Description of the task: Counting only lines that contain "headlight", how many are there in the records below? Give the figure alone.

________________________

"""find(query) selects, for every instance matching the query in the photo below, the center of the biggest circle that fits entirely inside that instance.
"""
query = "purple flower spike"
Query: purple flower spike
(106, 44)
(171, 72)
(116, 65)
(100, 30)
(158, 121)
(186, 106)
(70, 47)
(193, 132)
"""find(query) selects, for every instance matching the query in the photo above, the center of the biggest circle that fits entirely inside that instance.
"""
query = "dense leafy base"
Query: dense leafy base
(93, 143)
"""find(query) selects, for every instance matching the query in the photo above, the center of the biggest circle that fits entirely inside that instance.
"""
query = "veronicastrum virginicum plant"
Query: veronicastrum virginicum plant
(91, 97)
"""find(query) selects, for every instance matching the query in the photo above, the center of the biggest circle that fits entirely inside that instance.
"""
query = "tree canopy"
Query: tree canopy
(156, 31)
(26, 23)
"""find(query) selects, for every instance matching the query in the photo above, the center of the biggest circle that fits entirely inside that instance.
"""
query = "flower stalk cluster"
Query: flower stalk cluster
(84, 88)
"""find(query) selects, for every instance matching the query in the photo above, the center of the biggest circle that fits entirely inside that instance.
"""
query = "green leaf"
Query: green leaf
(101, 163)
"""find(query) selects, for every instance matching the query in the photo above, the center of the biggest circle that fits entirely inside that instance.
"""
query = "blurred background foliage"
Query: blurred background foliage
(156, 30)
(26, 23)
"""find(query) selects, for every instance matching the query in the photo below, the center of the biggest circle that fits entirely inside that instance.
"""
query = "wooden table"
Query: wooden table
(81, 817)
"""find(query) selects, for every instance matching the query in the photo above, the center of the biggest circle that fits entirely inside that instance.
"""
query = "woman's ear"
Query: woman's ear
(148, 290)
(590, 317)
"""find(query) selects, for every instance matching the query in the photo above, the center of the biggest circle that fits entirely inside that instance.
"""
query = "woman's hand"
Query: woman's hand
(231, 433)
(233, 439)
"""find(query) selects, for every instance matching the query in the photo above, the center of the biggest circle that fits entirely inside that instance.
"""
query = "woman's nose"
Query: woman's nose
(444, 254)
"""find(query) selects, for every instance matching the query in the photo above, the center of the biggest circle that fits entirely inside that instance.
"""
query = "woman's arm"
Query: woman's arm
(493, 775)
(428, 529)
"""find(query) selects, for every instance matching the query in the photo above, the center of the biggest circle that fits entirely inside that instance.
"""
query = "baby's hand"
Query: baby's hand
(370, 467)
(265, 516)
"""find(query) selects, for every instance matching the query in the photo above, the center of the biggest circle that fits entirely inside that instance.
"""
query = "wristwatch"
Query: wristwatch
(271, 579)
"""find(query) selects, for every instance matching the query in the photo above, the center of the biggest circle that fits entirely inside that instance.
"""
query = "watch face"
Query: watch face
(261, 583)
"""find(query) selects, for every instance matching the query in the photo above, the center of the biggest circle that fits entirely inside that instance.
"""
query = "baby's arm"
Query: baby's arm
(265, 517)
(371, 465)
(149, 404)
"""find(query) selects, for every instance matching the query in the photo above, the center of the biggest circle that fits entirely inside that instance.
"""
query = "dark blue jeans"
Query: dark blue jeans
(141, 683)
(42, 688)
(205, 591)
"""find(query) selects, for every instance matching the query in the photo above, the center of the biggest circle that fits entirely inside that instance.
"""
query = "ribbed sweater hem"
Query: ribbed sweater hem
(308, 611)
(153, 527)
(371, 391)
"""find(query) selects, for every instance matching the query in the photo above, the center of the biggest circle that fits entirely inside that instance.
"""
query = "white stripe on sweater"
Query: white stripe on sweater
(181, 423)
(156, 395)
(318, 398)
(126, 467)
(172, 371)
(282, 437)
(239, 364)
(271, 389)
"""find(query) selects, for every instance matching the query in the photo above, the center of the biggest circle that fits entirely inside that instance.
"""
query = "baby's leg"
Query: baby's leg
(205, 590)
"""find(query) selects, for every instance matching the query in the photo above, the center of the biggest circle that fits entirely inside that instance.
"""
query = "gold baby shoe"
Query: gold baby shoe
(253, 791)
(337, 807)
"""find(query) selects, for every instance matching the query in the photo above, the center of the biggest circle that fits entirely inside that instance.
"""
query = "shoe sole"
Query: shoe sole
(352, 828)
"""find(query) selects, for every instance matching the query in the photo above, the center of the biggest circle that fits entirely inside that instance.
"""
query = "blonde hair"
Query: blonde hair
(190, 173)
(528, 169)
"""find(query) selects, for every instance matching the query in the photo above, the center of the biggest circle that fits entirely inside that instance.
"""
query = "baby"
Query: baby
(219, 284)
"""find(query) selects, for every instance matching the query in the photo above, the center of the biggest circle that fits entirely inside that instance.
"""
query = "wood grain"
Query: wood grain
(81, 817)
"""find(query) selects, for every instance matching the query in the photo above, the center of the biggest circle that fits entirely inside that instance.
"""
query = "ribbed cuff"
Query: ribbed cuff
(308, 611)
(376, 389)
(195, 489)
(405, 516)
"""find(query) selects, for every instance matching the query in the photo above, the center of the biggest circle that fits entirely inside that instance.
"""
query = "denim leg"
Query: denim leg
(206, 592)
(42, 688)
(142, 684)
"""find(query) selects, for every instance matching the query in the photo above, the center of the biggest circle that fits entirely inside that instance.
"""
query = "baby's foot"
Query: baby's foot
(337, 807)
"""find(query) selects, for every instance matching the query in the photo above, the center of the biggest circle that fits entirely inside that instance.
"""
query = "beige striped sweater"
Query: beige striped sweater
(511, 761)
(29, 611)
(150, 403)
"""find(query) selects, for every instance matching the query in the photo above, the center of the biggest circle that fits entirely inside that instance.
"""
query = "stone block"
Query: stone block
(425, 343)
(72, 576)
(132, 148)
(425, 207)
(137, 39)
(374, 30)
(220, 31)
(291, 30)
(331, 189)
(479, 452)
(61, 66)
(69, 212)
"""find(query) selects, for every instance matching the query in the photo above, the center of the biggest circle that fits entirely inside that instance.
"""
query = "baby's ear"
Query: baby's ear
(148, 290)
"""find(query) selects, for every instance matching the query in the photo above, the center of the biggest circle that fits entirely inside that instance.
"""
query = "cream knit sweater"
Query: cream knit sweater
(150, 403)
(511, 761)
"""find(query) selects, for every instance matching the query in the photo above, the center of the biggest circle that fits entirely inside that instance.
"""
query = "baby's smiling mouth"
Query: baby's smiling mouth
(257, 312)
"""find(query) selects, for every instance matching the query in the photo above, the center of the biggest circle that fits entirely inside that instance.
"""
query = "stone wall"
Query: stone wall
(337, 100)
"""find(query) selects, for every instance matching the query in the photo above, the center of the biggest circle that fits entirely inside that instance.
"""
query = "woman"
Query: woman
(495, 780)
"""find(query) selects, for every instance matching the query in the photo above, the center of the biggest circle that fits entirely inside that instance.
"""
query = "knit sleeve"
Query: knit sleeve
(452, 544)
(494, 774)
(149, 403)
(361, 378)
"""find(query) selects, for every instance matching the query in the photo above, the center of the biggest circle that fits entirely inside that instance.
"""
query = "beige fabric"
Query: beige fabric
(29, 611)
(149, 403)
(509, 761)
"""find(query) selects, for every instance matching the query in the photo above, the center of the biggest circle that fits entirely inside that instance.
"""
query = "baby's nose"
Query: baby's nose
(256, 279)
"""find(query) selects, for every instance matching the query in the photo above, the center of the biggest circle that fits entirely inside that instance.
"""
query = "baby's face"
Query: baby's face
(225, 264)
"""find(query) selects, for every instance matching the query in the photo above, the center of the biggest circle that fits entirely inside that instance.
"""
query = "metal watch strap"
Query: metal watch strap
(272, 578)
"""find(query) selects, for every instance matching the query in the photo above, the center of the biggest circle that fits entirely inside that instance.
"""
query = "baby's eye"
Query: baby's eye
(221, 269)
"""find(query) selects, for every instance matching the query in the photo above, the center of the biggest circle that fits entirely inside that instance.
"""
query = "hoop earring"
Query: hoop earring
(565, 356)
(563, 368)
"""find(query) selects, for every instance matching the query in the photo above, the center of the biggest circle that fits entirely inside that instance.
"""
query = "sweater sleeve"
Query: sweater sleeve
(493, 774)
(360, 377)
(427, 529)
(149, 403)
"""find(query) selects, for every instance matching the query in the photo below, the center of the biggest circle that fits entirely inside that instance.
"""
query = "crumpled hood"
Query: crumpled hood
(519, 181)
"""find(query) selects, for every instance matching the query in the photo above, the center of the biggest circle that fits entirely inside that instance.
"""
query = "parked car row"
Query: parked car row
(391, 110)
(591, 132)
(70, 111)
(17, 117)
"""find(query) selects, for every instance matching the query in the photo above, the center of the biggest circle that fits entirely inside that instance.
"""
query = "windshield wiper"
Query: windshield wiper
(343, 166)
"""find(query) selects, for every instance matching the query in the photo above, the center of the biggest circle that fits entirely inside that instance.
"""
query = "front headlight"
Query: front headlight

________________________

Solution to the exercise: 2